> TUGAS ANDA
1. Cetak secara persis bagian tulisan tentang Jakarta yang dimulai pada "Menikmati malam" dan berakhir pada "yang terisi kembali.".
2. Lanjutkan tulisan tentang Jakarta, dimulai tepat setelah kalimat terakhir yang tercantum.

> KUTIPAN UNTUK DIBACA
Forget Jakarta—i'm not.
Pagi ini aku
berjalan kaki—seperti biasa, di trotoar di pusat perkantoran (mantan) Ibukota.
Menuju sebuah gedung tempatku bekerja selama kurang lebih satu tahun ini. Di
telinga suara Adhitia Sofyan berkumandang merdu, menyanyikan lagu Forget
Jakarta.
Lirik,
‘lets forget Jakarta...’
Tepat terdengar
ketika aku sedang menatap gedung-gedung tinggi di sekitarku. Tiba-tiba haru
menyeruak, entah kenapa. Tidak, aku tidak ingin melupakan Jakarta.
Meski kemacetan,
kerusuhan, polusi udara, dan segala macam kekurangan yang Jakarta miliki.
Bagiku Jakarta tetap memiliki pesonanya tersendiri.
Seperti,
Gemerlap lampu
yang bisa kamu nikmati dengan kopi seharga 24.000 dari atas gedung yang
menyenangkan.
Atau gratis
memperhatikan lampu-lampu mobil yang membentuk titik-titik merah panjang dari
atas jembatan penyebrangan.
Menikmati malam
Jakarta yang begitu memikat pesonanya dari atas kereta berjalan seharga 3 – 14
ribu.
Atau menghirup
udara pagi yang minim sekali, merasakan hawa dingin yang hanya bisa kamu
rasakan apabila kamu keluar rumah paling lambat pukul 6 pagi.
Tidak, tidak ada
yang bisa dinikmati di siang hari selain kepadatan lalu lintas, atau perut
kosong yang terisi kembali.
Meski entah
berapa kali Jakarta menjadi gudang kecewaku, namun di saat yang bersamaan Jakarta
juga menjadi ruang bahagiaku.
Begitulah
Jakarta, kota kelahiranku.
Maka aku tidak
ingin sama sekali melupakannya. Aku tetap ingin ada disini. Menyaksikan Jakarta
berkembang, atau hancur sekalipun.

> BAGIAN MATERI
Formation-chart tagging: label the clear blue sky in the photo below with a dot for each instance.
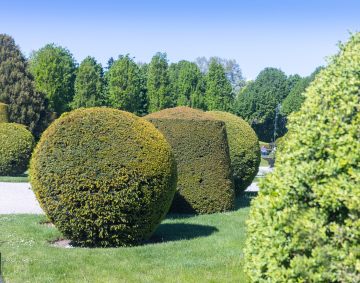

> KELUARAN YANG DIHARAPKAN
1.
Menikmati malam
Jakarta yang begitu memikat pesonanya dari atas kereta berjalan seharga 3 – 14
ribu.
Atau menghirup
udara pagi yang minim sekali, merasakan hawa dingin yang hanya bisa kamu
rasakan apabila kamu keluar rumah paling lambat pukul 6 pagi.
Tidak, tidak ada
yang bisa dinikmati di siang hari selain kepadatan lalu lintas, atau perut
kosong yang terisi kembali.

2.
Oleh karna itu,
aku tidak ingin mencari orang yang akan membawaku pergi dari kota yang
sebenarnya indah ini.
Aku tidak ingin
bersama dia yang meninggalkan kota tempat kami bertemu, atau menjalin kasih,
menjadi saksi-saksi bisu tanganku memeluk erat pinggangmu sambil tertawa riang.
Jalanan yang kita lintasi dengan roda-roda motormu, entah sedang terburu-buru,
atau santai sambil menimati perbincangan sehabis pulang kerja.
Aku lebih suka
dia, yang mampu menikmati segala pesona Jakarta sekaligus kemudaratannya. Dia
yang mampu beradaptasi dengan keiistimewaan sekaligus kebangsatan kota ini—kota
kami.
Aku mencari dia,
yang bisa menuntunku menemukan serpihan kebersyukuran di antara ketamakan yang
tertampang nyata di media.
Jadi, kamu kah dia?
Aku harap iya.
Karna di atas kendaraan roda dua mu,
tempat kita bersapa ria bercerita tentang kehidupan masing-masing sepanjang
hari itu, atau terkadang tempat kita saling merajuk karna kesalahpahaman yang
kita buat-buat sendiri,
aku menitipkan doa pada desau angin yang
menerpa tubuh kita,
juga pada debu-debu jalanan yang berterbangan
bebas,
serta pada dedaunan yang bergemerisik
luruh mengiringi perjalanan kita,
agar mereka menyetujui kita,
agar mereka ikut tersenyum kala kita
tertawa,
agar mereka ikut bersedih kala kita
berpisah,
agar pada setiap doa yang kita ucap,
mereka ikut mengaminkan.
(source: pinterest)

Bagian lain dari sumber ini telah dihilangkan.